• _GOAL OF THE EXERCISE_: Set down the data below exactly; pictures stay out.

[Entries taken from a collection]

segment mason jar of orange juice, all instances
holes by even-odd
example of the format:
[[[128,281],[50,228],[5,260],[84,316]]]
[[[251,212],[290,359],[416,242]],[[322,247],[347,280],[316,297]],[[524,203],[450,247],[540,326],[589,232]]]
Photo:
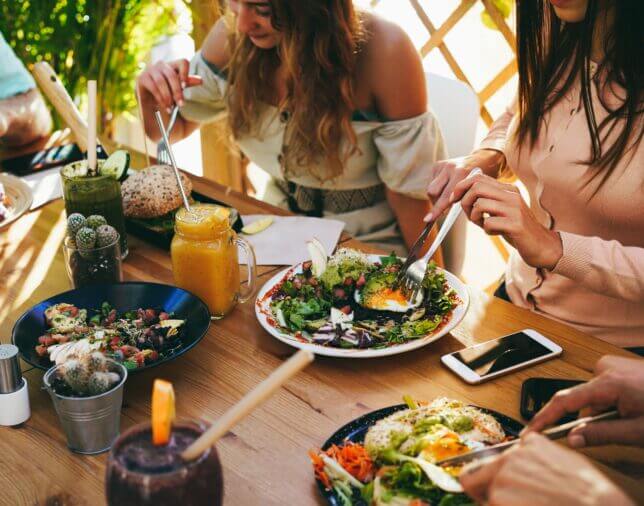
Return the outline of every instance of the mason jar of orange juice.
[[[255,290],[253,247],[230,227],[230,211],[214,204],[194,204],[176,215],[170,253],[177,286],[201,298],[213,318],[246,302]],[[237,247],[246,253],[248,287],[241,291]]]

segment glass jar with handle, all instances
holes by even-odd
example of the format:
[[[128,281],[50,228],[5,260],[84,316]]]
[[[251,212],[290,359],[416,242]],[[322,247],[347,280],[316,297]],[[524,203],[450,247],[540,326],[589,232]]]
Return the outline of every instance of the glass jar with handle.
[[[177,286],[200,297],[212,318],[223,318],[237,302],[255,291],[255,252],[230,226],[230,210],[214,204],[195,204],[176,214],[170,252]],[[237,248],[246,255],[248,286],[242,291]]]

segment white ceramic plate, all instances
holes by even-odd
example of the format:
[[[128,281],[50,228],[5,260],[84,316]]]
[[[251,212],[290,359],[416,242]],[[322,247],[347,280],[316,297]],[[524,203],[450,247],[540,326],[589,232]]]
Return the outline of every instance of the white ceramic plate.
[[[378,255],[368,255],[368,257],[372,262],[380,261],[380,256]],[[465,316],[465,313],[467,312],[467,308],[470,304],[470,296],[467,292],[467,287],[451,272],[448,272],[444,269],[441,269],[441,271],[445,274],[445,279],[447,280],[447,284],[456,292],[456,295],[461,300],[460,304],[452,310],[452,314],[450,316],[449,321],[445,323],[442,327],[440,327],[438,330],[436,330],[435,332],[432,332],[423,338],[413,339],[411,341],[407,341],[406,343],[396,344],[393,346],[389,346],[387,348],[346,349],[346,348],[333,348],[331,346],[322,346],[322,345],[313,344],[313,343],[306,343],[306,342],[300,341],[295,336],[282,332],[280,329],[271,325],[271,323],[269,323],[269,318],[271,320],[274,319],[270,309],[270,303],[272,299],[267,294],[275,287],[275,285],[277,285],[280,281],[282,281],[282,279],[284,279],[284,276],[286,276],[287,274],[301,273],[302,272],[301,263],[293,267],[289,267],[288,269],[284,269],[283,271],[280,271],[264,284],[264,286],[260,289],[259,294],[257,295],[257,299],[255,301],[255,315],[257,316],[257,319],[259,320],[259,323],[262,325],[262,327],[266,329],[266,332],[271,334],[273,337],[296,348],[311,350],[313,353],[316,353],[317,355],[326,355],[328,357],[345,357],[345,358],[373,358],[373,357],[384,357],[388,355],[397,355],[398,353],[405,353],[407,351],[421,348],[425,345],[428,345],[429,343],[433,343],[434,341],[440,339],[445,334],[448,334],[449,332],[451,332],[452,329],[454,329],[454,327],[456,327]]]
[[[29,211],[33,195],[27,183],[11,174],[0,174],[0,183],[4,186],[4,192],[9,200],[6,205],[9,215],[4,220],[0,220],[0,229],[2,229]]]

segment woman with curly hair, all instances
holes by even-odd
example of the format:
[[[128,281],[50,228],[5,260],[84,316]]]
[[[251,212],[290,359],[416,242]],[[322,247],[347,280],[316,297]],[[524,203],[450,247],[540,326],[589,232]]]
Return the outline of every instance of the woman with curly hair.
[[[351,0],[231,0],[191,62],[152,65],[137,85],[152,139],[155,109],[180,106],[173,140],[227,113],[272,176],[272,203],[400,254],[422,229],[445,147],[421,60],[398,26]]]

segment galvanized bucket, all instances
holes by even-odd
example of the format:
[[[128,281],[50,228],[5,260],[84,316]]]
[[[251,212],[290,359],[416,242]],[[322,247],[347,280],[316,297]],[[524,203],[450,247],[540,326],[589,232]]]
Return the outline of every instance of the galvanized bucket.
[[[109,450],[119,434],[127,369],[122,364],[111,362],[110,369],[121,377],[118,385],[92,397],[66,397],[57,394],[51,386],[51,379],[59,367],[49,369],[43,383],[67,436],[67,446],[73,452],[87,455]]]

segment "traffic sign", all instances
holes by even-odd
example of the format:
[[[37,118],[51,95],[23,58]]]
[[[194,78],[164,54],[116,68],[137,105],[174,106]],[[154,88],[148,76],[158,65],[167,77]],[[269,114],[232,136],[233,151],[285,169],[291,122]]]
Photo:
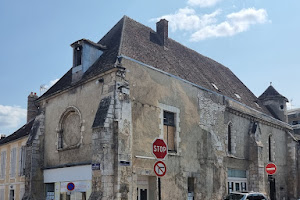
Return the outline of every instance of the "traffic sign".
[[[167,172],[167,166],[163,161],[157,161],[154,165],[154,172],[156,176],[162,177]]]
[[[277,170],[277,167],[274,163],[269,163],[267,164],[266,166],[266,172],[269,174],[269,175],[273,175],[276,173],[276,170]]]
[[[67,189],[68,189],[69,191],[73,191],[73,190],[75,189],[75,184],[72,183],[72,182],[68,183]]]
[[[161,138],[156,138],[152,143],[152,153],[156,159],[163,160],[168,154],[168,146]]]

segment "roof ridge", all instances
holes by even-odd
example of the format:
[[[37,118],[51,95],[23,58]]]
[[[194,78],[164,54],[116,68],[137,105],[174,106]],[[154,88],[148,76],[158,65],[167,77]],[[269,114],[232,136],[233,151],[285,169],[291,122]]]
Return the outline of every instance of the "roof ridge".
[[[122,30],[121,30],[121,36],[120,36],[120,45],[119,45],[119,49],[118,49],[118,56],[122,55],[122,45],[123,45],[123,36],[124,36],[124,30],[125,30],[125,25],[126,25],[126,19],[129,18],[128,16],[124,15],[122,20],[123,20],[123,26],[122,26]],[[130,19],[130,18],[129,18]]]

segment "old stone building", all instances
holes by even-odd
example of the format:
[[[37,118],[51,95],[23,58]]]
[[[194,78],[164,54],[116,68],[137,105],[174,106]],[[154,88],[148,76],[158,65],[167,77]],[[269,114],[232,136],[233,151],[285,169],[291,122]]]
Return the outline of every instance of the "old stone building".
[[[257,98],[170,39],[166,20],[153,31],[124,16],[99,42],[71,47],[72,68],[36,101],[24,200],[299,198],[298,142],[273,87]],[[168,144],[159,182],[157,137]]]

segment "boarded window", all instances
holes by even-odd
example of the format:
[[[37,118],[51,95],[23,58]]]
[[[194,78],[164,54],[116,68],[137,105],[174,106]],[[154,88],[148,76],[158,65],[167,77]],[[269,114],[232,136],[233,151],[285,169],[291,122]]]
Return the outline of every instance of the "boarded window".
[[[5,167],[6,167],[6,151],[1,152],[1,171],[0,171],[0,178],[5,179]]]
[[[15,178],[16,176],[16,162],[17,162],[17,149],[12,148],[10,151],[10,177]]]
[[[168,150],[173,152],[176,152],[175,133],[175,114],[164,111],[164,139],[167,141]]]

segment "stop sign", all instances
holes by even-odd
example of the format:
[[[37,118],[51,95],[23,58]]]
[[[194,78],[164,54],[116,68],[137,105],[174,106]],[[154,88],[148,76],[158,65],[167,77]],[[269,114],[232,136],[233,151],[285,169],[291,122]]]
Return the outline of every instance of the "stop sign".
[[[266,166],[266,172],[269,175],[275,174],[276,170],[277,170],[277,167],[276,167],[276,165],[274,163],[267,164],[267,166]]]
[[[156,138],[152,143],[152,153],[156,159],[163,160],[168,154],[168,146],[161,138]]]

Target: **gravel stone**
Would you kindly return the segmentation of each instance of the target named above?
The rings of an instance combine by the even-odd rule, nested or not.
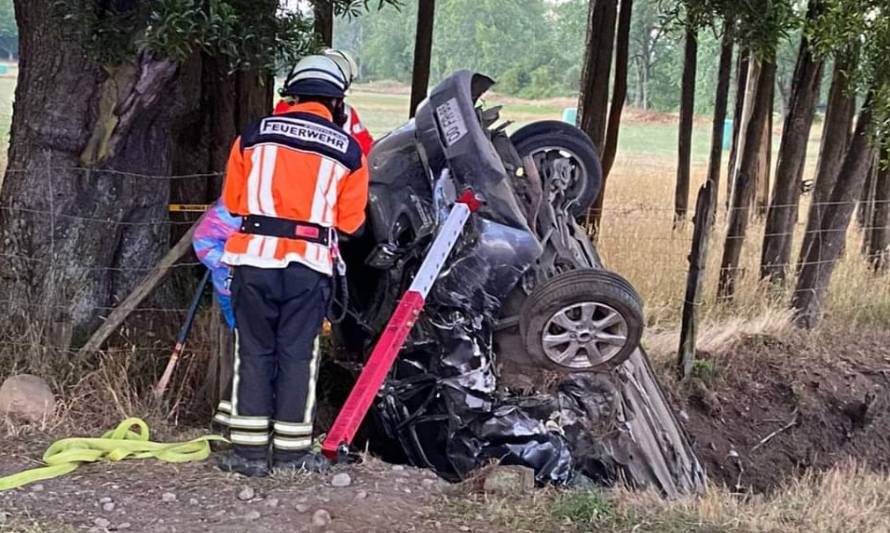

• _OUTPUT OF THE TASK_:
segment mason jar of orange juice, all instances
holes by even-odd
example of the format:
[[[128,281],[50,228],[5,260],[84,316]]]
[[[251,212],[290,359],[416,242]],[[322,247],[347,280],[316,297]],[[524,203],[450,247],[540,326],[589,232]]]
Photo:
Return the outline of every instance of the mason jar of orange juice.
[[[255,290],[253,247],[230,227],[230,211],[214,204],[194,204],[176,215],[170,253],[177,286],[201,298],[213,318],[246,302]],[[237,247],[246,253],[248,287],[241,291]]]

segment glass jar with handle, all instances
holes by even-odd
example of the format:
[[[128,281],[50,228],[5,260],[84,316]]]
[[[251,212],[290,359],[416,242]],[[322,247],[347,280],[316,297]],[[524,203],[450,247],[540,326],[589,232]]]
Return the outline of every instance of the glass jar with handle.
[[[177,286],[200,297],[212,318],[223,318],[237,302],[255,291],[255,252],[230,226],[230,210],[214,204],[195,204],[176,214],[170,252]],[[237,248],[246,255],[248,286],[242,291]]]

segment white ceramic plate, all instances
holes by even-odd
example of the format:
[[[128,281],[50,228],[5,260],[84,316]]]
[[[251,212],[290,359],[416,242]],[[322,247],[347,280],[316,297]],[[524,203],[450,247],[540,326],[589,232]]]
Return the outline of every instance of the white ceramic plate.
[[[378,255],[368,255],[368,257],[372,262],[380,261],[380,256]],[[465,316],[465,313],[467,312],[467,308],[470,304],[470,296],[467,292],[467,287],[451,272],[448,272],[444,269],[441,269],[441,271],[445,274],[445,279],[447,280],[447,284],[456,292],[456,295],[461,300],[460,304],[452,310],[452,314],[450,316],[449,321],[445,323],[442,327],[440,327],[438,330],[436,330],[435,332],[432,332],[423,338],[413,339],[411,341],[407,341],[406,343],[396,344],[393,346],[389,346],[387,348],[346,349],[346,348],[333,348],[331,346],[322,346],[322,345],[313,344],[313,343],[306,343],[306,342],[300,341],[295,336],[282,332],[280,329],[271,325],[271,323],[269,323],[269,318],[271,320],[274,319],[270,309],[270,303],[272,299],[267,294],[275,287],[275,285],[277,285],[280,281],[282,281],[282,279],[284,279],[284,276],[286,276],[287,274],[301,273],[302,272],[301,263],[293,267],[289,267],[288,269],[284,269],[283,271],[280,271],[264,284],[264,286],[260,289],[259,294],[257,295],[257,299],[255,301],[255,315],[257,316],[257,319],[259,320],[259,323],[262,325],[262,327],[266,329],[266,332],[271,334],[273,337],[296,348],[311,350],[313,353],[316,353],[317,355],[326,355],[328,357],[345,357],[345,358],[373,358],[373,357],[384,357],[388,355],[397,355],[398,353],[405,353],[407,351],[421,348],[425,345],[428,345],[429,343],[433,343],[434,341],[440,339],[445,334],[448,334],[449,332],[451,332],[452,329],[454,329],[454,327],[456,327]]]
[[[29,211],[33,195],[27,183],[11,174],[0,174],[0,183],[4,186],[4,192],[9,200],[6,205],[9,215],[4,220],[0,220],[0,229],[2,229]]]

segment woman with curly hair, all instances
holes by even-odd
example of the format:
[[[128,281],[50,228],[5,260],[84,316]]]
[[[251,212],[290,359],[416,242]],[[322,247],[347,280],[316,297]],[[524,203],[450,247],[540,326],[589,232]]]
Return the outline of every instance of the woman with curly hair.
[[[351,0],[231,0],[191,62],[152,65],[137,85],[152,139],[155,109],[180,106],[173,140],[227,113],[272,176],[272,203],[400,254],[422,229],[445,147],[421,60],[398,26]]]

segment galvanized bucket, all instances
holes by even-odd
example of the format:
[[[128,281],[50,228],[5,260],[84,316]]]
[[[251,212],[290,359],[416,242]],[[322,247],[347,280],[316,297]],[[524,203],[450,247],[540,326],[589,232]]]
Return the outline of every instance of the galvanized bucket.
[[[109,450],[119,434],[127,369],[122,364],[111,362],[110,369],[121,377],[118,385],[92,397],[66,397],[57,394],[51,386],[51,379],[59,367],[49,369],[43,383],[67,436],[67,446],[73,452],[87,455]]]

segment "traffic sign", all instances
holes by even-odd
example of the format:
[[[37,118],[51,95],[23,58]]]
[[[194,78],[164,54],[116,68],[137,105],[174,106]],[[154,88],[148,76],[158,65],[167,77]],[[269,114],[232,136],[233,151],[285,169],[291,122]]]
Photo:
Return the outline of every instance of the "traffic sign".
[[[167,172],[167,166],[163,161],[157,161],[154,165],[154,172],[156,176],[162,177]]]
[[[277,170],[277,167],[274,163],[269,163],[267,164],[266,166],[266,172],[269,174],[269,175],[273,175],[276,173],[276,170]]]
[[[67,189],[68,189],[69,191],[73,191],[73,190],[75,189],[75,184],[72,183],[72,182],[68,183]]]
[[[161,138],[156,138],[152,143],[152,153],[156,159],[163,160],[168,154],[168,146]]]

segment "roof ridge", all instances
holes by even-odd
example of the format:
[[[37,118],[51,95],[23,58]]]
[[[194,78],[164,54],[116,68],[137,105],[174,106]],[[154,88],[148,76],[158,65],[167,77]],[[269,114],[232,136],[233,151],[285,169],[291,122]]]
Return the outline of every instance of the "roof ridge".
[[[122,30],[121,30],[121,36],[120,36],[120,45],[119,45],[119,49],[118,49],[118,56],[122,55],[122,45],[123,45],[123,36],[124,36],[124,30],[125,30],[125,25],[126,25],[126,19],[129,18],[128,16],[124,15],[122,20],[123,20],[123,26],[122,26]],[[130,19],[130,18],[129,18]]]

segment "old stone building", all instances
holes by even-odd
example of the format:
[[[37,118],[51,95],[23,58]]]
[[[194,78],[164,54],[116,68],[137,105],[174,106]],[[154,88],[148,76],[158,65],[167,77]],[[269,114],[232,136],[233,151],[285,169],[291,122]]]
Return the outline of every instance of the "old stone building".
[[[257,98],[170,39],[166,20],[153,31],[124,16],[99,42],[71,47],[72,68],[36,101],[24,200],[299,198],[298,142],[273,87]],[[168,144],[159,182],[157,137]]]

segment "boarded window", all instances
holes by even-odd
example of the format:
[[[37,118],[51,95],[23,58]]]
[[[194,78],[164,54],[116,68],[137,105],[174,106]],[[154,88],[148,76],[158,65],[167,77]],[[269,114],[232,136],[233,151],[285,169],[291,122]]]
Return the outline of every instance of the "boarded window".
[[[5,167],[6,167],[6,151],[1,152],[1,171],[0,171],[0,178],[5,179]]]
[[[15,178],[16,176],[16,162],[17,162],[17,149],[12,148],[10,151],[10,177]]]
[[[168,150],[173,152],[176,152],[175,133],[175,114],[164,111],[164,139],[167,141]]]

segment "stop sign", all instances
holes by even-odd
example of the format:
[[[37,118],[51,95],[23,58]]]
[[[194,78],[164,54],[116,68],[137,105],[174,106]],[[154,88],[148,76],[158,65],[167,77]],[[269,114],[232,136],[233,151],[285,169],[291,122]]]
Return the outline of every instance of the "stop sign".
[[[266,166],[266,172],[269,175],[275,174],[276,170],[277,170],[277,167],[276,167],[276,165],[274,163],[267,164],[267,166]]]
[[[156,138],[152,143],[152,153],[156,159],[163,160],[168,154],[168,146],[161,138]]]

Target: **gravel stone**
Would you kindly return the segmentation of each instance of the target named above?
The rings of an instance combine by the even-odd rule, nested or not.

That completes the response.